TASK TO COMPLETE
Only the lines from the one containing "Where can the woman's mouth" through the end of the entries should be repeated, exactly as they appear, first and last included.
>> Start SUPPLIED RECORDS
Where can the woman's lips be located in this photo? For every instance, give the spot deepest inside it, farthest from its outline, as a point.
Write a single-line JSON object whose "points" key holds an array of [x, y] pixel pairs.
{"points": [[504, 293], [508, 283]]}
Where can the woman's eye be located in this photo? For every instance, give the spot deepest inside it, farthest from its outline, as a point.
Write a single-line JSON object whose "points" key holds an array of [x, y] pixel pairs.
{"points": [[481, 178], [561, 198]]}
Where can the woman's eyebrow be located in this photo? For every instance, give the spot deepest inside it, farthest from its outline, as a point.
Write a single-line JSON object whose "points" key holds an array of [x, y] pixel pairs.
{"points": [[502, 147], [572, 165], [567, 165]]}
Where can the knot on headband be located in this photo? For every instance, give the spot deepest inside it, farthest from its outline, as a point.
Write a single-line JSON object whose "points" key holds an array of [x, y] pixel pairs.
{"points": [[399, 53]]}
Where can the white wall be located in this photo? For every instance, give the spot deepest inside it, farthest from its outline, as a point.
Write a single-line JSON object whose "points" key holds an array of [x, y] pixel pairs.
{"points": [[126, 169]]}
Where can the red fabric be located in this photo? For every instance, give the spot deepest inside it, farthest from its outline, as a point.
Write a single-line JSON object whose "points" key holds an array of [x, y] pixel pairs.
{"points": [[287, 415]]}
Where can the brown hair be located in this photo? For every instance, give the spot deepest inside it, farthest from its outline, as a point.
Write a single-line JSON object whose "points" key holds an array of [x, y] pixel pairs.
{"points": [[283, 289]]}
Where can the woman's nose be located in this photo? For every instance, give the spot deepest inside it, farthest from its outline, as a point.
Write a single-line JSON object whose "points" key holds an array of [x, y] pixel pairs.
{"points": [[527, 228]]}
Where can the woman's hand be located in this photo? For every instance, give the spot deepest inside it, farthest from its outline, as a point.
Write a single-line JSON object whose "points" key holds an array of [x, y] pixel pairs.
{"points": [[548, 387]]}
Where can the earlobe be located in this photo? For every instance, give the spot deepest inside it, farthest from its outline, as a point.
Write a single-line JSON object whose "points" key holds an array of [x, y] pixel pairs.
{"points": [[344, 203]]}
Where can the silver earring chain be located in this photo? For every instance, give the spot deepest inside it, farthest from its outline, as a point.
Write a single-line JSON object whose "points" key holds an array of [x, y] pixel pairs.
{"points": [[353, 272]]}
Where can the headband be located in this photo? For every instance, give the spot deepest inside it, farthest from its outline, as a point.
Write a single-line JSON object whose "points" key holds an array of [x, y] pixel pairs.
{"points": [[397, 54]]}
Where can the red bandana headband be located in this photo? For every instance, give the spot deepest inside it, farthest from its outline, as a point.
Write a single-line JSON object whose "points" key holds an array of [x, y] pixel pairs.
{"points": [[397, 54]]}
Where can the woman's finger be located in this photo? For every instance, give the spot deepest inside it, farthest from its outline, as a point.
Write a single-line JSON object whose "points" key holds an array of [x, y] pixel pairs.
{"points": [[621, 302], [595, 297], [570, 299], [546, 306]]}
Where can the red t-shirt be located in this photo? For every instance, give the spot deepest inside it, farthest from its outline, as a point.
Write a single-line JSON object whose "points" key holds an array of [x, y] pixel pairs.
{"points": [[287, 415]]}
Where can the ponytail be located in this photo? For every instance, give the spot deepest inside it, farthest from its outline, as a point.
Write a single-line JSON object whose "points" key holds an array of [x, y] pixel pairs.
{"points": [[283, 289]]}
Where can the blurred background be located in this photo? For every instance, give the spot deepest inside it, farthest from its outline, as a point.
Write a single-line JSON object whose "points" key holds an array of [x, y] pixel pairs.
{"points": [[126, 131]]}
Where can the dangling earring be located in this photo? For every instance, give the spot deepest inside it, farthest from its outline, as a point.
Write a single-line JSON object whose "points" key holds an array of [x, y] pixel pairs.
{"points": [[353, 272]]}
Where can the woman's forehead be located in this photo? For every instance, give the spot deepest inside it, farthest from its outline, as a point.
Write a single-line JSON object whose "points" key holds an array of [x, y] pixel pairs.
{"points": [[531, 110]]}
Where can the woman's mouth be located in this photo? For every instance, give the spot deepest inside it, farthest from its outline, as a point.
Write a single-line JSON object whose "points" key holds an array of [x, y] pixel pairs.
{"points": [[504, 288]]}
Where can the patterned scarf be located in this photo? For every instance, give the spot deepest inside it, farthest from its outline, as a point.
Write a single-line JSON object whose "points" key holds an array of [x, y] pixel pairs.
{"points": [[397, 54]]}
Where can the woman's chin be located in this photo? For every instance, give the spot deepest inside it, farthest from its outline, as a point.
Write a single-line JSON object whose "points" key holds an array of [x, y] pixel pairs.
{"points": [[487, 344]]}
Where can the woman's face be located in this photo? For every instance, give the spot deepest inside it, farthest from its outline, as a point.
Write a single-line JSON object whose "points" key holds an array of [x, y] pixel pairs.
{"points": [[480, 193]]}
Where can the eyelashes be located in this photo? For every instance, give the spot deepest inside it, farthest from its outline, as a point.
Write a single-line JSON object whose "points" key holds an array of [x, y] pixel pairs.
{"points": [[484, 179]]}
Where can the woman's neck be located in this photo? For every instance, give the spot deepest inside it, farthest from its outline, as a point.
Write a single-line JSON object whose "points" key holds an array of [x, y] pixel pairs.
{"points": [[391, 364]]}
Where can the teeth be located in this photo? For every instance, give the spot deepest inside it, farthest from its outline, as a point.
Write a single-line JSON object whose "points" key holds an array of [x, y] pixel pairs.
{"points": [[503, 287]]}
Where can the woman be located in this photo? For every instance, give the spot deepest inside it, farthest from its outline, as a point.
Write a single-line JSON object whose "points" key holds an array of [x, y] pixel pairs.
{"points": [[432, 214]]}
>> End SUPPLIED RECORDS
ANSWER TO THIS EXERCISE
Where can the woman's mouth be located in this photo? For every instance, give the spot deepest inside it, farthest from its outline, as a point.
Write a single-line JSON object whose "points" key holds an array of [x, y] pixel pairs.
{"points": [[504, 288]]}
Where can the patterned scarf be located in this photo? For every instance, give the spot deepest inside it, farthest from its outline, as a point.
Write a single-line JSON object whose "points" key holds an array of [x, y] pixel pairs.
{"points": [[397, 54]]}
Where can the woman's chin be located in this photo? For every instance, give the spot deepest inside it, farthest from its outline, as a point.
Write a single-line JSON object whose "points" key holds an array of [x, y] pixel pairs.
{"points": [[487, 344]]}
Where can the woman's face be located in this photo? For every instance, give the spot deepest inside it, farthest from its outline, as a point.
Write a single-line JSON object whose "points" key holds an array of [x, y] pixel pairs.
{"points": [[480, 193]]}
Where can the eyelashes be located in this photo? For every instance, give the spot deepest inside it, farthest from its outline, as a point.
Write a single-line JSON object whose "points" key holds an array of [x, y] pixel pairs.
{"points": [[484, 179]]}
Where can the woman's neck be located in this photo? For every instance, give the spot deepest inside it, farthest from its outline, as a point.
Write a single-line JSON object whose "points" key holds an array of [x, y] pixel pairs.
{"points": [[391, 364]]}
Where can the teeth be located in this photo? For every instance, give the spot deepest inside it, farthest from its outline, as a point.
Write a single-line JSON object whose "points" key holds an array of [x, y] pixel pairs.
{"points": [[503, 287]]}
Where can the woman be located in this photo? For every instance, give the spot deepest inside it, farthest from its outline, as a point.
Write a single-line JSON object whose "points" key holds an array of [x, y] pixel pairs.
{"points": [[432, 214]]}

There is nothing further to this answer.